[TASK INSTRUCTIONS]:
Update the records below by changing every "Coordinates" to "Points", keeping all other text the same.

[DATA ENTRIES]:
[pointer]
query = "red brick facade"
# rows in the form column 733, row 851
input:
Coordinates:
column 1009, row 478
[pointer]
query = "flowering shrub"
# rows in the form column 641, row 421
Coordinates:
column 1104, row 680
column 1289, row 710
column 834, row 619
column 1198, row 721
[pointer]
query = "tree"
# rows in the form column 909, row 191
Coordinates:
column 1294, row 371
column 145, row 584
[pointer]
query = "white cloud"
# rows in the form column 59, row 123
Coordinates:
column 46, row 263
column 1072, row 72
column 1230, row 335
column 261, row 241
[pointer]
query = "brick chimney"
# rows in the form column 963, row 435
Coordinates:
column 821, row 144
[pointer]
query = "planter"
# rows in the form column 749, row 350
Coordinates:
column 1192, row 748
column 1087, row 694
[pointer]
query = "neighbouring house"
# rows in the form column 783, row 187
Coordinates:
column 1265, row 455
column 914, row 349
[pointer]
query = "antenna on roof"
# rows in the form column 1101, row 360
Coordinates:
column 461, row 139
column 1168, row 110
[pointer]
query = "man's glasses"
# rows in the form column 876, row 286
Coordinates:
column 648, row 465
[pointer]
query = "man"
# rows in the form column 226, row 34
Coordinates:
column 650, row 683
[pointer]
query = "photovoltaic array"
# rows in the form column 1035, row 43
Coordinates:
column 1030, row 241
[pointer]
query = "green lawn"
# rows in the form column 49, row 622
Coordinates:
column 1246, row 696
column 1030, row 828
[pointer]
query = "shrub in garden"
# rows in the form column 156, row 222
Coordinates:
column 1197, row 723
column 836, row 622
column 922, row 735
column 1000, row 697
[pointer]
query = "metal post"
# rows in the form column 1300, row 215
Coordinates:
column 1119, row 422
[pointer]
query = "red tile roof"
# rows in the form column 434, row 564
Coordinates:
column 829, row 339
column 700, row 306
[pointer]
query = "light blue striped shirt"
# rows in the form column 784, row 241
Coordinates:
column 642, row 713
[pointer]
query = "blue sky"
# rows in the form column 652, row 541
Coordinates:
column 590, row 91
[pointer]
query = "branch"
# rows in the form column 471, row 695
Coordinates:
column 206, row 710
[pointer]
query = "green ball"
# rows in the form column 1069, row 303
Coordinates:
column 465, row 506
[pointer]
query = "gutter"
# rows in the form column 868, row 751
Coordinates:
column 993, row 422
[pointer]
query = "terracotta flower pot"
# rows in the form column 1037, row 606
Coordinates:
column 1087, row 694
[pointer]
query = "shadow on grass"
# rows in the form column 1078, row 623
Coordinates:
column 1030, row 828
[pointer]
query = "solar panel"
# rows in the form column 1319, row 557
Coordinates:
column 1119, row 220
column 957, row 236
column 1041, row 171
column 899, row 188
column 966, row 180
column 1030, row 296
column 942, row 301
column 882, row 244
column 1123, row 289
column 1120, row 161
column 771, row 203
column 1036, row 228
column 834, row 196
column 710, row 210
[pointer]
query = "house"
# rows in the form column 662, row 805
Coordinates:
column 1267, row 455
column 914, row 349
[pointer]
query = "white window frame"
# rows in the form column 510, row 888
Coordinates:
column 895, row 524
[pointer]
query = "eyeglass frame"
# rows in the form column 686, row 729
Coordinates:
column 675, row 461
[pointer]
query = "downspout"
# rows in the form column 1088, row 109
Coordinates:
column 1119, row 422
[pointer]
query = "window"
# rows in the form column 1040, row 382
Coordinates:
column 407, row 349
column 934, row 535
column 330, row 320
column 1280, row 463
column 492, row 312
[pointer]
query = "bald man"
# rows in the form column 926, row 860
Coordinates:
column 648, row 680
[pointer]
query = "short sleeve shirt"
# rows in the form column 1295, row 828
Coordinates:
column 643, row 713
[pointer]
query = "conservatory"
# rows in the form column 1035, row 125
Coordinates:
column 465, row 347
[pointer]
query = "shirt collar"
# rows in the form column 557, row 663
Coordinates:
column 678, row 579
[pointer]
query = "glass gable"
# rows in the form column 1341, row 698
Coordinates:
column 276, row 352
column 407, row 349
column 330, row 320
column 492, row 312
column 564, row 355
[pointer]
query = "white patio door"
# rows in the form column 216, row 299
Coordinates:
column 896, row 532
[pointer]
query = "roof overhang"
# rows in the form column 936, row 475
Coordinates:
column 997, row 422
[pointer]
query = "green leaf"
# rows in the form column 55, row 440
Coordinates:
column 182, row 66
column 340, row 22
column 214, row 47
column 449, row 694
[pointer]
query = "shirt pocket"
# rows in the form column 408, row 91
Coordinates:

[RESPONSE TO THE EXERCISE]:
[pointer]
query = "red brick facade"
# rows in the form column 733, row 851
input:
Points:
column 1009, row 478
[pointer]
query = "flowering shrub"
# rows in the form column 641, row 421
Points:
column 1104, row 680
column 1289, row 710
column 834, row 619
column 1198, row 721
[pointer]
query = "tree"
# rows in the form column 909, row 191
Points:
column 1294, row 371
column 145, row 584
[pointer]
query = "white cloud"
# rows in the form column 59, row 123
Points:
column 46, row 263
column 1072, row 72
column 1230, row 335
column 261, row 241
[pointer]
query = "brick chimney"
# rows in the form column 963, row 435
Points:
column 821, row 144
[pointer]
query = "planter"
# rows in the form column 749, row 350
Points:
column 1192, row 748
column 1087, row 694
[pointer]
query = "neighbouring house"
# rows in the form column 783, row 187
Points:
column 1265, row 455
column 914, row 349
[pointer]
query = "antenna on roof"
# rows in the form column 1101, row 360
Points:
column 461, row 139
column 1168, row 110
[pointer]
query = "man's glasses"
# rows in the form column 876, row 286
Points:
column 648, row 465
[pointer]
query = "man"
# rows in the form column 226, row 34
Points:
column 650, row 683
[pointer]
query = "photovoltaic array"
# rows in the form column 1035, row 43
Points:
column 1030, row 241
[pointer]
query = "green lawn"
# rows in the form column 49, row 622
Points:
column 1246, row 696
column 1030, row 828
[pointer]
query = "shrub in garden"
# rows in the form column 156, row 222
Points:
column 1197, row 723
column 836, row 622
column 922, row 735
column 1000, row 697
[pointer]
query = "metal post"
# rows in the form column 1300, row 215
Points:
column 1119, row 422
[pointer]
query = "red tile roof"
# rows in the form column 434, row 564
Points:
column 829, row 339
column 700, row 306
[pointer]
query = "light blue striped shirt"
# rows in the form column 784, row 241
Points:
column 642, row 713
[pointer]
query = "blue sky"
# rows in the form column 652, row 541
Points:
column 590, row 91
[pointer]
query = "branch"
# rows in the form column 471, row 695
Points:
column 206, row 710
[pointer]
query = "green ball"
# rows in the form column 1069, row 303
Points:
column 465, row 506
[pointer]
query = "gutter"
# rows in the form column 868, row 751
Points:
column 993, row 422
[pointer]
query = "terracotta flower pot"
# rows in the form column 1037, row 606
Points:
column 1087, row 694
[pointer]
query = "shadow on grass"
# rows in the form column 1078, row 623
Points:
column 1030, row 828
[pointer]
query = "solar panel"
# rows in the form column 1319, row 557
Points:
column 1119, row 220
column 957, row 236
column 1041, row 171
column 899, row 188
column 966, row 180
column 1030, row 296
column 942, row 301
column 882, row 244
column 1123, row 289
column 1120, row 161
column 771, row 203
column 1036, row 228
column 834, row 196
column 710, row 210
[pointer]
query = "house"
# rows in the form column 662, row 805
Points:
column 1267, row 455
column 914, row 349
[pointer]
query = "white window frame"
# rows in the form column 510, row 888
Points:
column 895, row 524
[pointer]
query = "eyeglass frame"
# rows in the form column 686, row 729
Points:
column 675, row 461
[pointer]
query = "downspout"
# rows in the form column 1088, row 109
Points:
column 1119, row 422
[pointer]
query = "window"
# rows in the form column 1040, row 382
Points:
column 407, row 349
column 934, row 535
column 330, row 320
column 1280, row 463
column 492, row 312
[pointer]
query = "bald man"
# rows in the form column 926, row 860
Points:
column 648, row 680
[pointer]
query = "short sleeve shirt"
# rows in the form column 1295, row 828
Points:
column 643, row 713
[pointer]
query = "conservatory"
# rows in the form column 1035, row 125
Points:
column 465, row 347
[pointer]
query = "shirt collar"
# rows in the form column 557, row 663
Points:
column 678, row 579
[pointer]
query = "glass gable"
# rows in the form column 1341, row 698
Points:
column 276, row 352
column 407, row 349
column 330, row 320
column 492, row 312
column 564, row 355
[pointer]
query = "white patio door"
# rows in the form column 216, row 299
Points:
column 896, row 532
[pointer]
query = "roof overhang"
# rows in the form column 936, row 475
Points:
column 997, row 422
[pointer]
query = "green leaf"
# rows in the form column 55, row 440
Points:
column 182, row 66
column 340, row 22
column 214, row 47
column 449, row 694
[pointer]
query = "shirt pocket"
# rows in the form column 408, row 91
Points:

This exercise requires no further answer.